■ **STATED GOAL 1**
Count the lines in the records that contain the word "blue", and give only that number.

■ **EXTRACT TO READ**
The struggle for the soul of the International District

Before World War II, the population of this tiny, historical neighborhood just south of downtown Seattle was mostly Japanese. Today, the majority of its residents are Filipino, and many immigrants make it their first U.S. home. Most of the shops are Chinese-owned, but the most prominent store is a Japanese-American-owned grocery. In this moil of shifting populations and cultures, clashes over the character and identity of the neighborhood have intensified as it confronts development pressures from Seattle's burgeoning ---------------------------

Uwajimaya, the region's most prominent Asian grocery, next month will unwrap a dramatic replacement for its current Chinatown International District store, roofed with signature blue tiles and decorated with dragons.

But while some herald it as a symbol of a bright new economic future, others fear it signals the erosion of the neighborhood's traditional Chinese identity.

Uwajimaya Village, a retail-residential complex, will be twice as big as the old store, offering several restaurants and 176 apartments. It took over a block of South Lane Street, transforming it into a parking lot and pedestrian plaza.

That street closure sparked a land-use fight between village developers and those who want the street left open to traffic.

But this battle goes deeper, and pits the immigrant Chinese business community against one of the area's most prominent Japanese-American landmarks.

In one corner is Ruby Chow, restaurateur, former King County Council member and political godmother for the Chinese-American community, who has thrown her support behind the neighborhood's Chinese business owners.

In the other corner is Tomio Moriguchi, the well-connected, much-respected CEO of Uwajimaya, the grocery founded by his Japanese immigrant father 72 years ago.

They haven't talked to each other in years, and it doesn't look as if they will anytime soon since Chow and the Chinese/Chinatown Chamber of Commerce have sued Uwajimaya over the Lane Street closure.

Critics charge Uwajimaya shouldn't have been allowed to take one city block in a historic, compact neighborhood already being squeezed by development.

"Traditionally, the Chinese don't like to criticize other people. We're supposed to be humble," says Chow over coffee at her regular afternoon hangout, Yummy House, a cheery bakery across the street from Uwajimaya.

"But we have to speak up. This isn't about jealousy. It's about a street being taken away from us to benefit one private individual."

But the Lane Street flap, like others concerning the neighborhood's official name and a proposed McDonald's, is about far more than real estate.

■ **RECORDED INFORMATION**
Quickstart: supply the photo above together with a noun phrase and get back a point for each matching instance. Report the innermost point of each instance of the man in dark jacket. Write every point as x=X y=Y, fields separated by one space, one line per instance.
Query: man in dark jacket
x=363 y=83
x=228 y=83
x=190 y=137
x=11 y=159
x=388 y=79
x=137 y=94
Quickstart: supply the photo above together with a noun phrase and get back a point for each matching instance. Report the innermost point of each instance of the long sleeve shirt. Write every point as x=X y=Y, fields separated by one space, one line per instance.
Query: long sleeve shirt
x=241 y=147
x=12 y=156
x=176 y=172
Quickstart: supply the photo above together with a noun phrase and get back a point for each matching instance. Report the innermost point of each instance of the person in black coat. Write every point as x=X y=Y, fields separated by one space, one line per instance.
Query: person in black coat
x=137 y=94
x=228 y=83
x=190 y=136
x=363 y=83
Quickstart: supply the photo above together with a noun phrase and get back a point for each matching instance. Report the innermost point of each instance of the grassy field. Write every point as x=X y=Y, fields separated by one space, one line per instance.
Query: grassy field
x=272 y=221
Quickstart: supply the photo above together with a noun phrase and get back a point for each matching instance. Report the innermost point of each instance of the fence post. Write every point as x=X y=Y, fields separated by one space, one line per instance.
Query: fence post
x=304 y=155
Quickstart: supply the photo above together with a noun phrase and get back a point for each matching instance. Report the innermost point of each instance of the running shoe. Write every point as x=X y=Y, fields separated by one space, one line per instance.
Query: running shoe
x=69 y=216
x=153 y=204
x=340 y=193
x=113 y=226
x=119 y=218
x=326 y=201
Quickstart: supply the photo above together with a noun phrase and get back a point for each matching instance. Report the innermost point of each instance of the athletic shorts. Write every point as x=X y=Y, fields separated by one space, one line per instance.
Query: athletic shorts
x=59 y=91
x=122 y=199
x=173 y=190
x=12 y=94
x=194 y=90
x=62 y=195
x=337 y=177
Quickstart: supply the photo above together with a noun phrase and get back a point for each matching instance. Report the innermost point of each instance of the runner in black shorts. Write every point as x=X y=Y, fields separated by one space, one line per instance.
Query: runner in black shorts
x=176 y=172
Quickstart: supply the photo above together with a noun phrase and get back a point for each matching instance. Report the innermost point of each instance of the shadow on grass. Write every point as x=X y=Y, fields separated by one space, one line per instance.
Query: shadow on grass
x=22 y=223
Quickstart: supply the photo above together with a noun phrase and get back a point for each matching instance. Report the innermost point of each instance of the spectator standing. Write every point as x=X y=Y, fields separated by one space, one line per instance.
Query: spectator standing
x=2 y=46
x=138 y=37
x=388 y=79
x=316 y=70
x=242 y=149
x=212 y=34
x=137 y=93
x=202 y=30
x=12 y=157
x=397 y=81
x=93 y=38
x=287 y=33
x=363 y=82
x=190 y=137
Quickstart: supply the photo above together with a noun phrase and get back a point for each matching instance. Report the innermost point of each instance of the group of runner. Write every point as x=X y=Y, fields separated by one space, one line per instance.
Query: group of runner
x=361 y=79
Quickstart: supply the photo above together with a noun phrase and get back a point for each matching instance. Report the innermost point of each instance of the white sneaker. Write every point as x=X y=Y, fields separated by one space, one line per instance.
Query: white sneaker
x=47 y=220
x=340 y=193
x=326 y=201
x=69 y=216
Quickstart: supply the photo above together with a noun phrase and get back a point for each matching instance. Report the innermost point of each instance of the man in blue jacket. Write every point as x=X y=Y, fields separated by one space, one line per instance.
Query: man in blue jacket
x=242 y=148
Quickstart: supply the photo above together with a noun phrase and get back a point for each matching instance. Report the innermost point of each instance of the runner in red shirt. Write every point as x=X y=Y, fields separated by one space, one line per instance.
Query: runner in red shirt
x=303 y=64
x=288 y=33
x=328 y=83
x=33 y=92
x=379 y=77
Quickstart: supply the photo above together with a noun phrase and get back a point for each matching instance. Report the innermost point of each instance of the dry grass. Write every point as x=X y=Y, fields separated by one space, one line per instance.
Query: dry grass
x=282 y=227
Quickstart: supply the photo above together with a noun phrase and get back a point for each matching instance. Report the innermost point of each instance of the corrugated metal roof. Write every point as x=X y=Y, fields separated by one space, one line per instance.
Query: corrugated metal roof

■ **STATED GOAL 2**
Rewrite the passage of the article on Seattle's International District between "That street closure" and "Chinese business owners.", inclusive, swapping "land-use fight" for "zoning dispute".

■ **COMPLETE ANSWER 1**
2

■ **COMPLETE ANSWER 2**
That street closure sparked a zoning dispute between village developers and those who want the street left open to traffic.

But this battle goes deeper, and pits the immigrant Chinese business community against one of the area's most prominent Japanese-American landmarks.

In one corner is Ruby Chow, restaurateur, former King County Council member and political godmother for the Chinese-American community, who has thrown her support behind the neighborhood's Chinese business owners.